DIRECTIONS FOR THIS TASK:
According to the post on the hummingbird hybrid zone, where do migratory Allen's and Rufous Hummingbird form a hybrid zone?

[TEXT UNDER STUDY — start]

|Posted by Brian on October 5, 2019 at 3:25 PM|
A recent interview with The Wildlife Society was just posted on their website (see below), check it out here: https://wildlife.org/researchers-discover-hummingbird-hybrid-zone/
As is pointed out in the interview article, I'm highly suspicious this hybrid zone, although it arose naturally, is larger than it would be in the absence of human disturbance and landscape alteration. Anthropogenic disturbance and habitat modification are reshaping species distributions and bringing previously isolated species into contact. Although under-studied, the potential for disturbance to erode species boundaries has enormous implications for conservation and management, especially when declining species are involved. Migratory Allen’s and Rufous Hummingbird, species of conservation concern on the Partners in Flight Watchlist, form a hybrid zone in northern California and southern Oregon. Hybrids are successful at exploiting disturbed habitat and outnumber parental species in disturbed areas across the hybrid zone.
When two species interbreed, they exchange genes, and their resultant offspring have genomes (and traits) that resemble both parental species. If hybridization spreads too far into the range of a species with a small range, it could threaten the genetic integrity of that species if the genome of the other hybridizing parent species is expanding south as a result of gene flow. I have preliminary data that shows high levels of gene flow from Rufous Hummingbird, far into the range of migratory Allen's Hummingbird, and additional data showing migratory Allen's is undergoing a population decline (although non-migratory Allen's populations are expanding rapidly and doing just fine). Thus, hybridization might be affecting the long-term viability migratory Allen's Hummingbird in the northern part of its range. Further, non-migratory Allen’s Hummingbird is expanding its range, likely due to urbanization and landscape alteration. I also have preliminary evidence of hybridization between non-migratory and migratory Allen's at the southern end of the breeding range of migratory Allen's, so I want to investigate whether interbreeding has recently expanded north, further into the range of migratory Allen's. This is a complicated, interesting system that I want to use to show how analyses of hybridization are relevant (and needed) when addressing certain conservation issues. I plan on looking into this in the future (possibly as part of a postdoc project!) to establish whether human-enhanced hybridization is detrimental to the genetic integrity of a (likely) declining migratory subspecies.

[TEXT UNDER STUDY — finish]
[DATA LISTING — start]

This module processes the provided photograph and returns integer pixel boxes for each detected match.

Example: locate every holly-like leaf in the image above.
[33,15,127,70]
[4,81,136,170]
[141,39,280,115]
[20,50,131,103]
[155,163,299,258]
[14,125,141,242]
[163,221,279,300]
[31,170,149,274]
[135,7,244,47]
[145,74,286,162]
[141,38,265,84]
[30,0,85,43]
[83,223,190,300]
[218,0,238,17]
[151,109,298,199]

[DATA LISTING — finish]

RESULT OF THIS TASK:
In northern California and southern Oregon.